= Beginning of Section =
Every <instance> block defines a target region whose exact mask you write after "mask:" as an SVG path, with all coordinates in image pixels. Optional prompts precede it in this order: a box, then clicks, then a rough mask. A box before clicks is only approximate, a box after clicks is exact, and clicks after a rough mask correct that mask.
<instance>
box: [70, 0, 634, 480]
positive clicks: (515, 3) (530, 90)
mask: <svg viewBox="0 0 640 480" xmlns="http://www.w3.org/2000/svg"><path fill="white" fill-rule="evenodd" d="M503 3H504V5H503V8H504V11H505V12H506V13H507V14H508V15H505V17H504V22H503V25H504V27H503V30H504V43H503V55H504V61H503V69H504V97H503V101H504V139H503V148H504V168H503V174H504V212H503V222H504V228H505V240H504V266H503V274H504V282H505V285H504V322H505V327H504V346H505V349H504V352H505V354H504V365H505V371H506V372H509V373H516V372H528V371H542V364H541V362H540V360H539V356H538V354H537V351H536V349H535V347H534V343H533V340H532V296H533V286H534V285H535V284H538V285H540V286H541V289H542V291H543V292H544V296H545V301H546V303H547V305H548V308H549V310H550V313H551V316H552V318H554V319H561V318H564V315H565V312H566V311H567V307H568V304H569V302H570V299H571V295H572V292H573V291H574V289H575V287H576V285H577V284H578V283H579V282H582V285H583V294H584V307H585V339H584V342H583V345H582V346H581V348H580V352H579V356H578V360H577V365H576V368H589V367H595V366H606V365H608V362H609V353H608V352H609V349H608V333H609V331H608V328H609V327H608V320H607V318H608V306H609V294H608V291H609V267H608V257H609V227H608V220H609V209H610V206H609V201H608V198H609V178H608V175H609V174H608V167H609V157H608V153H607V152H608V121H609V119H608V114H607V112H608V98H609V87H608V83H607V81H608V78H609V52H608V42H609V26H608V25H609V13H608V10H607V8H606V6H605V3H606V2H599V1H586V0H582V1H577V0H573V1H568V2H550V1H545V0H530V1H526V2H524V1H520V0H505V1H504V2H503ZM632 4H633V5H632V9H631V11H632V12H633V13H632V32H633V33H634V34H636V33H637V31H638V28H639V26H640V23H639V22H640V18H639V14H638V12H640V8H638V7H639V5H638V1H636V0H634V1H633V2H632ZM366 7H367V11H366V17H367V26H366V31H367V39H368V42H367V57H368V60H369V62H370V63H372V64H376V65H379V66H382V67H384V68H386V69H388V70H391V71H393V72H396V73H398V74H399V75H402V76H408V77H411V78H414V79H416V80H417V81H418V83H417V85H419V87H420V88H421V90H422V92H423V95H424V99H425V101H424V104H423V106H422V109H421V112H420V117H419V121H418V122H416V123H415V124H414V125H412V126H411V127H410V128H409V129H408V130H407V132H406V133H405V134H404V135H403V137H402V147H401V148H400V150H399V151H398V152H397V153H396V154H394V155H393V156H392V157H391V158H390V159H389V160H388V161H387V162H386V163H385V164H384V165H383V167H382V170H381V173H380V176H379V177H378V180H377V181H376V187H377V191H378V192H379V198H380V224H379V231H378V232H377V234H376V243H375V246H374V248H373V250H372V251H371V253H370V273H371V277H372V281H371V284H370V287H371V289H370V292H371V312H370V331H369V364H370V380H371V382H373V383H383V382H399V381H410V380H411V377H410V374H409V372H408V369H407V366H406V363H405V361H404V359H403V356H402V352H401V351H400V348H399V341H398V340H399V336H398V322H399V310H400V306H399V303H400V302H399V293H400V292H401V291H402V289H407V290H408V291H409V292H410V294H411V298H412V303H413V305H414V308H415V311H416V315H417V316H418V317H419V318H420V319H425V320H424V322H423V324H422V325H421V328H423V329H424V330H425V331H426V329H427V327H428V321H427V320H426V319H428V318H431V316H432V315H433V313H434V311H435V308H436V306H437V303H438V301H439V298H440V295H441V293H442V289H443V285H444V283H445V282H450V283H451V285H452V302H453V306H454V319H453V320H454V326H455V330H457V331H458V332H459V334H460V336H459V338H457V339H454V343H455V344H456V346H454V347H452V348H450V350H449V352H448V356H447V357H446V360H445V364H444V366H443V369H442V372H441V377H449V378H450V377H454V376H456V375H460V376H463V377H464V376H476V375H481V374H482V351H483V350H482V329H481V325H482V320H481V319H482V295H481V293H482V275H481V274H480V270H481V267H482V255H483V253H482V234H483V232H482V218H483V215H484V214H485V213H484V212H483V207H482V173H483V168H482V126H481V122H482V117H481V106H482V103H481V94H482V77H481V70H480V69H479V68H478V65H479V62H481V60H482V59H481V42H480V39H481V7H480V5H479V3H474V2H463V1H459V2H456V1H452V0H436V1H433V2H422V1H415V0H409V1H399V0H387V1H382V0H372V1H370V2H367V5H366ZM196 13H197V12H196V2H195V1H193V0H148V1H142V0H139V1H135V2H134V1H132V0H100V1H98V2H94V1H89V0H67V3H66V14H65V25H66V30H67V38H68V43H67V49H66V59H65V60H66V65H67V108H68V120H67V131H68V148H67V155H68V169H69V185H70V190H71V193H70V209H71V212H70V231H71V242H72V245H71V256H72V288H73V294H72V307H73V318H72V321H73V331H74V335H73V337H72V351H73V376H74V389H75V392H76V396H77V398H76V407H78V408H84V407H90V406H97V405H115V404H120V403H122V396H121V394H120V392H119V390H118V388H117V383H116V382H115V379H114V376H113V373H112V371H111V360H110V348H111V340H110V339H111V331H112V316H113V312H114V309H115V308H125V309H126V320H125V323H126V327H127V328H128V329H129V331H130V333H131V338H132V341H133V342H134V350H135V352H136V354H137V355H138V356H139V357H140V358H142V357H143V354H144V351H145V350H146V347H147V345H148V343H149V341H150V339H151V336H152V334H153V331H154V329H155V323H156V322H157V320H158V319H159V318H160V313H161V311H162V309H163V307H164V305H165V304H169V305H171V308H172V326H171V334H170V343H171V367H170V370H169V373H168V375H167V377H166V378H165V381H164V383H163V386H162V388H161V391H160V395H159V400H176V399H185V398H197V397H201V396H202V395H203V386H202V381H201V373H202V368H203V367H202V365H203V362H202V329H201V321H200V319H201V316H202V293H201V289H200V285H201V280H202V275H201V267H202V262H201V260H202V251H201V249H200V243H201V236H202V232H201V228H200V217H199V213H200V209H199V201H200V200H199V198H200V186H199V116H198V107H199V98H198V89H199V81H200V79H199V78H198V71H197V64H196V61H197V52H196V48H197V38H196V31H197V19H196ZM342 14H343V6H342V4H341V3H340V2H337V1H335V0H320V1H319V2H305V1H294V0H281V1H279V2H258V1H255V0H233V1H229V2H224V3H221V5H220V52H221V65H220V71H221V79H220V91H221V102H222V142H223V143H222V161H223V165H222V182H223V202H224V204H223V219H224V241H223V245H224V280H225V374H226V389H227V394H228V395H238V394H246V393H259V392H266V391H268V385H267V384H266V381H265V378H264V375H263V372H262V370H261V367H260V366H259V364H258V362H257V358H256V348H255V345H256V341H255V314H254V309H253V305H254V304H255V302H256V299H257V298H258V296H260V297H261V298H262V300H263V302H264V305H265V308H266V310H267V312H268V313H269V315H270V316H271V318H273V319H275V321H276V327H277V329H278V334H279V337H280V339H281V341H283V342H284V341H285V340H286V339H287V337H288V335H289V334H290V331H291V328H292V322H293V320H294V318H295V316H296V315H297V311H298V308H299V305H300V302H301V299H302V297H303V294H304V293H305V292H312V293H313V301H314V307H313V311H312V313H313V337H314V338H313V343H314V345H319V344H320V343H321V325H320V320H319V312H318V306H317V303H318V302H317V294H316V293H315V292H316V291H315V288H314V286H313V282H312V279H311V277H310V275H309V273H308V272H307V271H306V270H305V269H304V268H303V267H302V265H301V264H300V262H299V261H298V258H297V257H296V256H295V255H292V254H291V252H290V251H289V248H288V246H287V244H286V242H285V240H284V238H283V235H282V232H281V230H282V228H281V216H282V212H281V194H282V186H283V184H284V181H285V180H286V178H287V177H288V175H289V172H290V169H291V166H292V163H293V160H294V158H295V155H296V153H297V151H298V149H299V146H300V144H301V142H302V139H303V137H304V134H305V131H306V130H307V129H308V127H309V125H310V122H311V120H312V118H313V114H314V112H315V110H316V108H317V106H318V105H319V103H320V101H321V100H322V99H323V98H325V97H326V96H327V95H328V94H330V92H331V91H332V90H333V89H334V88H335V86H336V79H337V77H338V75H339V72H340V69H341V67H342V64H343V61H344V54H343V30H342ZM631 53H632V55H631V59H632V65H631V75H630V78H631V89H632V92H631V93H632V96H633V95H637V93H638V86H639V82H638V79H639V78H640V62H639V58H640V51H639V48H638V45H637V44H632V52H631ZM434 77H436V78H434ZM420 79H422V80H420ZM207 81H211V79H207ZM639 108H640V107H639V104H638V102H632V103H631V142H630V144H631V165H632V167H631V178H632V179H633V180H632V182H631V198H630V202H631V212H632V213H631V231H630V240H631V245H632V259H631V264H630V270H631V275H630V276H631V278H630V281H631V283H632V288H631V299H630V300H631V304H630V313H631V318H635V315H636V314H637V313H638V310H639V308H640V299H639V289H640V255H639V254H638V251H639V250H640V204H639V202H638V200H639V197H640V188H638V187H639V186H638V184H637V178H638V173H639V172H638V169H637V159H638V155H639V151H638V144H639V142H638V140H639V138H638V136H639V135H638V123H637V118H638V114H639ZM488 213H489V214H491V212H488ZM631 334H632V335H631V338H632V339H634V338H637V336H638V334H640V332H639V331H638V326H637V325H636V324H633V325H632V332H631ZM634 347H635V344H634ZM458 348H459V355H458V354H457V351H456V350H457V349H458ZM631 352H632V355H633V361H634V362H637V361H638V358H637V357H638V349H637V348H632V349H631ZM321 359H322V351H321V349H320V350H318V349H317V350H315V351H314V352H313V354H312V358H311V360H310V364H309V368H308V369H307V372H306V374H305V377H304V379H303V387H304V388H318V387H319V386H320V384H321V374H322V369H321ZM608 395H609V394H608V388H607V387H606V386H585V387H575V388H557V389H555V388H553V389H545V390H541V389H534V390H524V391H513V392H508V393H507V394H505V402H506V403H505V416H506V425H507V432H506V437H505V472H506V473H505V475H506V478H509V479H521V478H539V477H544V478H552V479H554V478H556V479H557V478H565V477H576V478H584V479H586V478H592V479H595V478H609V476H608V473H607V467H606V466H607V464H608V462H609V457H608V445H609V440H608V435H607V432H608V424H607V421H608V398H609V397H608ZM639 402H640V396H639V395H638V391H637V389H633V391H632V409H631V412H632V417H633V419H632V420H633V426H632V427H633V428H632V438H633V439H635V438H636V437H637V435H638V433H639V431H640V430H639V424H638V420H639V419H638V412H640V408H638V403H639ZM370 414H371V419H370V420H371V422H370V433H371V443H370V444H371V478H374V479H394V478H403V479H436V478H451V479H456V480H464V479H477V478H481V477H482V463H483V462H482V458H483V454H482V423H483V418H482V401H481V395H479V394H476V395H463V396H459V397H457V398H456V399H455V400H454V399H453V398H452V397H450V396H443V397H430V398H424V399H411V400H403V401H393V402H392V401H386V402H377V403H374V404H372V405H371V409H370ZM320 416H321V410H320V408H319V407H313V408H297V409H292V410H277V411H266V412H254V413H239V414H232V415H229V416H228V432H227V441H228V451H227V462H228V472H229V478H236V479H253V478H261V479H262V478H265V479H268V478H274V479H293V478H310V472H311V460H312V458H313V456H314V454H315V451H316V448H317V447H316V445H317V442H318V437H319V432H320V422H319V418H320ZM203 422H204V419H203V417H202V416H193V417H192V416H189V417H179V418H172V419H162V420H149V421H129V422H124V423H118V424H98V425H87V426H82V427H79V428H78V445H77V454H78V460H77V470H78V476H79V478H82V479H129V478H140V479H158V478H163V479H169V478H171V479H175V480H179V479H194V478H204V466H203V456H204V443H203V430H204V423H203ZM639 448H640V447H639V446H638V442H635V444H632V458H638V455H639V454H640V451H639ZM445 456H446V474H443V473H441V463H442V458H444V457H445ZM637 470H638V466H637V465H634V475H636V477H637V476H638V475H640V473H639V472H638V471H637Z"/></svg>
= End of Section =
▶ **WHAT IS EXPECTED**: Reproduce verbatim only this range: the first line of the material through the line that contains "box: [70, 0, 634, 480]", inclusive.

▶ **YOUR RESPONSE**:
Every <instance> block defines a target region whose exact mask you write after "mask:" as an SVG path, with all coordinates in image pixels. Optional prompts precede it in this order: a box, then clicks, then a rough mask. A box before clicks is only approximate, a box after clicks is exact, and clicks after a rough mask correct that mask.
<instance>
box: [70, 0, 634, 480]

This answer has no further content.